_Work instructions:_ All of the records below should be output exactly.

_Data:_
-------

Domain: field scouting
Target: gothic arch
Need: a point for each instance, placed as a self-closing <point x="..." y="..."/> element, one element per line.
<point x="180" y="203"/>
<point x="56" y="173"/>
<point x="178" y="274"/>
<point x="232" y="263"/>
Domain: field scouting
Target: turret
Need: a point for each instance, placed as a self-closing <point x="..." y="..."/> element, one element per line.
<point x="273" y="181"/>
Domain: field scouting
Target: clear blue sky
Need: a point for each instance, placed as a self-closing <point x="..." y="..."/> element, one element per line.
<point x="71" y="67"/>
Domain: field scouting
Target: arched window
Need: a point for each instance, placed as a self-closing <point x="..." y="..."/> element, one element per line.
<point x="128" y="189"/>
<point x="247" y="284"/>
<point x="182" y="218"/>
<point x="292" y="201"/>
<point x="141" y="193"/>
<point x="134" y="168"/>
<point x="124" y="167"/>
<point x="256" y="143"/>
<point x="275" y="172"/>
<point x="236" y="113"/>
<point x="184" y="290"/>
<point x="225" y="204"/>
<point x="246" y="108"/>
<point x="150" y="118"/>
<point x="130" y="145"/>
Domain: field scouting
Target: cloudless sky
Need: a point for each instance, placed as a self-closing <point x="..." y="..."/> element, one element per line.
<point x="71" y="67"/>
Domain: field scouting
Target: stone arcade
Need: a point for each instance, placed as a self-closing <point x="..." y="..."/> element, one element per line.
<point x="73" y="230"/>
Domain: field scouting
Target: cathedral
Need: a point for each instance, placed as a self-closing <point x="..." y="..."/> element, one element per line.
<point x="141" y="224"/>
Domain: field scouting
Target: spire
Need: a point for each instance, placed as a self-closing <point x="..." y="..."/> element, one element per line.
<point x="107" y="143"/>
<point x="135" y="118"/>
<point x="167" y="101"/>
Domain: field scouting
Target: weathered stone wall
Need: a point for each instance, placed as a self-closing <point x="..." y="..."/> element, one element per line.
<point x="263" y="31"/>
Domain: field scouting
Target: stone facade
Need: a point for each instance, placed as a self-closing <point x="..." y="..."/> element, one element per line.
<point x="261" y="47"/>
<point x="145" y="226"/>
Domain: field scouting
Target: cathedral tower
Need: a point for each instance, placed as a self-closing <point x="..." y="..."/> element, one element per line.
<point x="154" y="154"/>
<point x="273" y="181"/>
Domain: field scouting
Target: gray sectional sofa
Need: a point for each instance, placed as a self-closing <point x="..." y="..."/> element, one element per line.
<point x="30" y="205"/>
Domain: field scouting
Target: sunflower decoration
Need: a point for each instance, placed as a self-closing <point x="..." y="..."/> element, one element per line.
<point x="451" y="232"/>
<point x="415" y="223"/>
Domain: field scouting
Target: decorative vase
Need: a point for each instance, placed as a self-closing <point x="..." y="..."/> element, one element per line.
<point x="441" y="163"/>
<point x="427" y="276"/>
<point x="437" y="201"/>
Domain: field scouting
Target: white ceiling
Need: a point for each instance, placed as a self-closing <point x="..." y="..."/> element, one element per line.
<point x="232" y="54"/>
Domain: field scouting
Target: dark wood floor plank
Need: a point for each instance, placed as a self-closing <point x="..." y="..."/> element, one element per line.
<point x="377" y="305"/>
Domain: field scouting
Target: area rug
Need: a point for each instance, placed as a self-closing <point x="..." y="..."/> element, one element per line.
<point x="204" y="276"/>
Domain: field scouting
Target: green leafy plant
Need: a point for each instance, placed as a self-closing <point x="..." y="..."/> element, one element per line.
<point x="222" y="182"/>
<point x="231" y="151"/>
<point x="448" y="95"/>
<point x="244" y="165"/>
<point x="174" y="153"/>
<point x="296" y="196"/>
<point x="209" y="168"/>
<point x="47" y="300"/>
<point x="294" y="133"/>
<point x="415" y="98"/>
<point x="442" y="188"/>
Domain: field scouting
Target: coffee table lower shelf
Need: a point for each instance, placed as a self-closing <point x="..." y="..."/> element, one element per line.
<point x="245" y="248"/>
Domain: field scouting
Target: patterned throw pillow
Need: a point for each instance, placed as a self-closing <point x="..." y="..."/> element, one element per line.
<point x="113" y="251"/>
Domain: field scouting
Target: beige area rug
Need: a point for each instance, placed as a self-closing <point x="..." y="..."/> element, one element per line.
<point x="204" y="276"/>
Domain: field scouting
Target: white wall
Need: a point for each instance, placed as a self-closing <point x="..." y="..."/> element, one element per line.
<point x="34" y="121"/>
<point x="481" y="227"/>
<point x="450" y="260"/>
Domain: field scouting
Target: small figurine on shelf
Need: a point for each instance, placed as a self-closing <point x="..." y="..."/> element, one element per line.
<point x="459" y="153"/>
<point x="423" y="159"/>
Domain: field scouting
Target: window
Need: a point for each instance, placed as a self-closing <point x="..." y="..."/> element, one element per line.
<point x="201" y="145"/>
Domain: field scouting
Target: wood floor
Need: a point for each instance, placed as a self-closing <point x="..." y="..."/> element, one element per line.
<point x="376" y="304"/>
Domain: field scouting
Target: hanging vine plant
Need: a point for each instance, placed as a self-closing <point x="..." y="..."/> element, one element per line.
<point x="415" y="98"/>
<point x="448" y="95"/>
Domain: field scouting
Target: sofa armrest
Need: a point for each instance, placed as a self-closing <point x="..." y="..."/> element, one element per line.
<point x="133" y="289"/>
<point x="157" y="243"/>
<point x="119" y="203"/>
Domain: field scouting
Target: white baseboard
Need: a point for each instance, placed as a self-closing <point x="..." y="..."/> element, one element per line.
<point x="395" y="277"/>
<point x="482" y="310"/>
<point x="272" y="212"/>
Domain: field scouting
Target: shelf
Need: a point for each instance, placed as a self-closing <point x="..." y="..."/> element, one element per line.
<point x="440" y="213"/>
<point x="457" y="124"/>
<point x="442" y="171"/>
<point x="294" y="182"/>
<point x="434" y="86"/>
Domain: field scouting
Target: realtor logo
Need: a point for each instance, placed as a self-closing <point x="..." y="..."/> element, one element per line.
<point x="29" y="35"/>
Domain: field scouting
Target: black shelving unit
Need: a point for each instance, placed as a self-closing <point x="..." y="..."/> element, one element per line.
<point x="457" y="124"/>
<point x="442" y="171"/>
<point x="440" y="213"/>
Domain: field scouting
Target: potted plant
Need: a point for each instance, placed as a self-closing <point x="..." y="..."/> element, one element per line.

-------

_Task output:_
Domain: field scouting
Target: gothic arch
Need: a point for each instance, placed as a self-closing <point x="..." y="..."/> element, one element per line.
<point x="180" y="203"/>
<point x="56" y="173"/>
<point x="178" y="274"/>
<point x="232" y="263"/>
Domain: field scouting
Target: turret
Need: a point for each instance, placed as a self-closing <point x="..." y="..."/> element, one element per line.
<point x="273" y="181"/>
Domain: field scouting
Target: clear blue sky
Need: a point for each instance, placed as a self-closing <point x="..." y="..."/> element, one element per line.
<point x="71" y="67"/>
Domain: field scouting
Target: arched window
Need: a point for each instance, placed as a self-closing <point x="..." y="..."/> element, one element per line.
<point x="128" y="189"/>
<point x="247" y="284"/>
<point x="182" y="218"/>
<point x="292" y="201"/>
<point x="141" y="193"/>
<point x="134" y="168"/>
<point x="124" y="167"/>
<point x="256" y="143"/>
<point x="275" y="172"/>
<point x="236" y="113"/>
<point x="184" y="290"/>
<point x="225" y="204"/>
<point x="246" y="108"/>
<point x="150" y="118"/>
<point x="130" y="145"/>
Domain: field scouting
Target: cloudless sky
Need: a point for each instance, placed as a self-closing <point x="..." y="..."/> element, one element per line.
<point x="71" y="67"/>
Domain: field scouting
Target: stone arcade
Need: a point for each instance, placed as a self-closing <point x="..." y="..."/> element, one element per line.
<point x="73" y="230"/>
Domain: field scouting
Target: cathedral
Need: a point for each instance, placed as a self-closing <point x="..." y="..."/> element, one element per line.
<point x="141" y="224"/>
Domain: field scouting
Target: spire
Need: a point for each instance, placed as a self-closing <point x="..." y="..."/> element, one element per line.
<point x="107" y="143"/>
<point x="135" y="118"/>
<point x="167" y="101"/>
Domain: field scouting
Target: weathered stone wall
Need: a point for each instance, placed as a self-closing <point x="..." y="..."/> element, one element per line.
<point x="263" y="31"/>
Domain: field scouting
Target: stone facade
Need: a point for each instance, placed as a self-closing <point x="..." y="..."/> element, one element per line.
<point x="261" y="47"/>
<point x="145" y="226"/>
Domain: field scouting
Target: cathedral tower
Need: a point for each instance, placed as a self-closing <point x="..." y="..."/> element, one element per line.
<point x="154" y="154"/>
<point x="273" y="181"/>
Domain: field scouting
Target: gray sectional sofa
Need: a point for each instance, placed as a self-closing <point x="..." y="..."/> element, one element per line.
<point x="30" y="205"/>
Domain: field scouting
Target: sunflower decoration
Need: a point for each instance, placed as a self-closing <point x="..." y="..."/> element, one element per line.
<point x="451" y="232"/>
<point x="415" y="223"/>
Domain: field scouting
Target: decorative vase
Need: a point for each instance, placed as a self-closing <point x="..." y="..."/> element, one element per line.
<point x="441" y="163"/>
<point x="427" y="276"/>
<point x="437" y="201"/>
Domain: field scouting
Target: white ceiling
Need: a point for each instance, placed as a self-closing <point x="..." y="..."/> element, one element per line.
<point x="232" y="54"/>
Domain: field scouting
Target: dark wood floor plank
Need: a point for each instance, placed as a self-closing <point x="..." y="..."/> element, one element per line.
<point x="377" y="305"/>
Domain: field scouting
Target: area rug
Need: a point for each instance, placed as a self-closing <point x="..." y="..."/> element, one element per line.
<point x="204" y="276"/>
Domain: field scouting
Target: green leafy plant
Need: a point for each instance, placed as a self-closing <point x="..." y="..."/> element, one element per line.
<point x="222" y="182"/>
<point x="231" y="151"/>
<point x="448" y="95"/>
<point x="244" y="165"/>
<point x="174" y="153"/>
<point x="296" y="196"/>
<point x="209" y="168"/>
<point x="47" y="300"/>
<point x="294" y="133"/>
<point x="415" y="98"/>
<point x="442" y="188"/>
Domain: field scouting
Target: coffee table lower shelf
Need: a point for each instance, placed as a self-closing <point x="..." y="..."/> element, one element per line.
<point x="245" y="248"/>
Domain: field scouting
Target: patterned throw pillow
Need: a point for each instance, placed as a self-closing <point x="..." y="..."/> element, one element per line.
<point x="113" y="251"/>
Domain: field scouting
Target: beige area rug
Need: a point for each instance, placed as a self-closing <point x="..." y="..."/> element, one element per line.
<point x="204" y="276"/>
Domain: field scouting
Target: white wall
Need: a point for each instance, placed as a self-closing <point x="..." y="..."/> element, one element per line.
<point x="34" y="121"/>
<point x="481" y="227"/>
<point x="450" y="260"/>
Domain: field scouting
Target: small figurine on shelf
Need: a point for each instance, placed as a self-closing <point x="..." y="..."/> element, one element per line.
<point x="459" y="153"/>
<point x="423" y="159"/>
Domain: field scouting
Target: window
Need: a point for each instance, placed as a self-closing <point x="..." y="..."/> element, one element per line.
<point x="201" y="145"/>
Domain: field scouting
Target: wood floor
Need: a point for each instance, placed as a self-closing <point x="..." y="..."/> element, one element per line.
<point x="376" y="304"/>
Domain: field scouting
Target: hanging vine plant
Need: a point for each instance, placed as a self-closing <point x="..." y="..."/> element, one element per line.
<point x="415" y="98"/>
<point x="448" y="95"/>
Domain: field scouting
Target: sofa armrest
Need: a point for each instance, placed as a self-closing <point x="..." y="..."/> element, one element per line.
<point x="133" y="289"/>
<point x="157" y="243"/>
<point x="119" y="203"/>
Domain: field scouting
Target: white baseboard
Need: a point for each instance, placed as a self-closing <point x="..." y="..."/> element, one element per line.
<point x="395" y="277"/>
<point x="482" y="310"/>
<point x="272" y="212"/>
Domain: field scouting
Target: shelf
Need: a point for each instance, placed as a self-closing <point x="..." y="..."/> element, one element per line.
<point x="440" y="213"/>
<point x="457" y="124"/>
<point x="442" y="171"/>
<point x="294" y="182"/>
<point x="434" y="86"/>
Domain: field scouting
Target: realtor logo
Need: a point for each instance, placed as a self-closing <point x="..." y="..."/> element, one element per line.
<point x="29" y="35"/>
Domain: field scouting
Target: black shelving unit
Need: a point for each instance, placed as a self-closing <point x="..." y="..."/> element, one element per line.
<point x="457" y="124"/>
<point x="442" y="171"/>
<point x="440" y="213"/>
Domain: field scouting
Target: potted plant
Need: a point for each instance, placed as a self-closing <point x="..." y="..."/> element, one element per line.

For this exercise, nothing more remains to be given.